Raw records
⁂
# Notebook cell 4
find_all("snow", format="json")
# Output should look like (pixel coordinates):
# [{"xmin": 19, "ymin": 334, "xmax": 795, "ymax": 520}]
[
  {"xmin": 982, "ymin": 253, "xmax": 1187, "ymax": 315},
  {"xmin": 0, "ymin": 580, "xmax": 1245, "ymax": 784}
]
⁂
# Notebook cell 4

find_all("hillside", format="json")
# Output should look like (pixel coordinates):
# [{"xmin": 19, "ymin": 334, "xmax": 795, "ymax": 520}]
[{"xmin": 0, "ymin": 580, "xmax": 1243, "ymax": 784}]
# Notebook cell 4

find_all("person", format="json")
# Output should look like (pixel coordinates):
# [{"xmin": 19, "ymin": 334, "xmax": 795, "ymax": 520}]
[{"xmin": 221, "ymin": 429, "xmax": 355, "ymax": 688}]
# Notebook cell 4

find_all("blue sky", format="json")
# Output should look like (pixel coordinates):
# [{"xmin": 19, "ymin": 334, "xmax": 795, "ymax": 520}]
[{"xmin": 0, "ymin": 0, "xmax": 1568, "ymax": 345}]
⁂
**The task**: List each line of the records above that contains the string "json".

**Completed exercise**:
find_all("snow", format="json")
find_all("hillside", format="json")
find_all("person", format="json")
find_all("blue sky", format="json")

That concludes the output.